• What the task requires: Go through the records and give the number of lines that include "concrete", with nothing else.

• Records for the exercise:
[Start of section]

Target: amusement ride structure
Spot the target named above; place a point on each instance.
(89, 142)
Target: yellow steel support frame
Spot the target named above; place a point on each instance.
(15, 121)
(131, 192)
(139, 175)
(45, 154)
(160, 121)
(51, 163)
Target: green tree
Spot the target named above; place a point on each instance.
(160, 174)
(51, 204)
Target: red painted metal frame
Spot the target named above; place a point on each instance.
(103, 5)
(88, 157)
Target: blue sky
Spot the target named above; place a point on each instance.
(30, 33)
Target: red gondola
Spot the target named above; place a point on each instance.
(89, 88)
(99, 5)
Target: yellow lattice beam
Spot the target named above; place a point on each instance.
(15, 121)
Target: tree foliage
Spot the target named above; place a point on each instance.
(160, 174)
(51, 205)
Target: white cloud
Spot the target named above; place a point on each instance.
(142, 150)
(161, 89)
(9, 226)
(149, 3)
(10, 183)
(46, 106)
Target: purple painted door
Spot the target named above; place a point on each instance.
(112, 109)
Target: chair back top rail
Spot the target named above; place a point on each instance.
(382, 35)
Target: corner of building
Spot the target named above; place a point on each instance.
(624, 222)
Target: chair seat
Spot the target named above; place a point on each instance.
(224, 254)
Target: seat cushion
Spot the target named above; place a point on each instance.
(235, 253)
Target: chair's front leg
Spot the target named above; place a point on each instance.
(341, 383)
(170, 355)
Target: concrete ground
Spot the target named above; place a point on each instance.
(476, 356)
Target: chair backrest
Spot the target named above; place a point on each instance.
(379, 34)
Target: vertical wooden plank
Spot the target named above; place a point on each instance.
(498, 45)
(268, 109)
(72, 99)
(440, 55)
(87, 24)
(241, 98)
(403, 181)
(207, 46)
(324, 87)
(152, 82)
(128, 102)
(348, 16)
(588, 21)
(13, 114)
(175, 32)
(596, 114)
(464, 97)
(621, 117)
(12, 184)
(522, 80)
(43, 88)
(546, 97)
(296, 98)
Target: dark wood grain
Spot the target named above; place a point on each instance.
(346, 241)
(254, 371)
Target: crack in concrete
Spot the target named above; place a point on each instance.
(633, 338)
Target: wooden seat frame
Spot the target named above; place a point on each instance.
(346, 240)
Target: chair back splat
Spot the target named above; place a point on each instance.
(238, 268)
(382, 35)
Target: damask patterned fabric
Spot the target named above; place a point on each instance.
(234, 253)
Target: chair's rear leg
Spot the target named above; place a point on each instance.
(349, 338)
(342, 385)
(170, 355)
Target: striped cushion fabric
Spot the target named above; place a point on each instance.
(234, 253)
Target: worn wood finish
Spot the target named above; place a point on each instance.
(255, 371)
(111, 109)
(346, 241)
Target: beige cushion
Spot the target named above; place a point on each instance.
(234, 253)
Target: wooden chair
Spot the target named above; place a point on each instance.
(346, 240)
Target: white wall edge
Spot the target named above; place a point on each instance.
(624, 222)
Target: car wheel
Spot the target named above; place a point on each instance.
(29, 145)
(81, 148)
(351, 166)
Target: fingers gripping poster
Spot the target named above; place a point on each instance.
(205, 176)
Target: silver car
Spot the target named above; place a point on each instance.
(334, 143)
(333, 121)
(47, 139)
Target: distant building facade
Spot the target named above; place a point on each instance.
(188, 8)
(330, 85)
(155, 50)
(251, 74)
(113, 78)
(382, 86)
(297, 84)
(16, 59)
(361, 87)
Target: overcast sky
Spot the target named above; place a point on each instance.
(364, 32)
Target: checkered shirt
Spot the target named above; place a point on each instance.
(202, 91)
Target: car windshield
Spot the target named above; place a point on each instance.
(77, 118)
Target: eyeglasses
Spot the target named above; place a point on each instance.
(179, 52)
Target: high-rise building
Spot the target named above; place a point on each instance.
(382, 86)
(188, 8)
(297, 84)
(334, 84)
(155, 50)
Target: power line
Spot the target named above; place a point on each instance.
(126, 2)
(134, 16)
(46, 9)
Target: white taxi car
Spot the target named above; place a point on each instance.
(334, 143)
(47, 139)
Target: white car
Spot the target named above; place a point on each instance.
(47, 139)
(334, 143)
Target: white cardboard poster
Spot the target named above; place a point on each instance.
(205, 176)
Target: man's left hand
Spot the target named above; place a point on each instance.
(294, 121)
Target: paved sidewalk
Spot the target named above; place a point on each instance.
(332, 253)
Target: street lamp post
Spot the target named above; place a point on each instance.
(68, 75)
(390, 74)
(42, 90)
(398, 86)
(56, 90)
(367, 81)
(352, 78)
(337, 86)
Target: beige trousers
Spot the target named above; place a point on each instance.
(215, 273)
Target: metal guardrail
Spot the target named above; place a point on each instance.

[End of section]

• Expected output: 2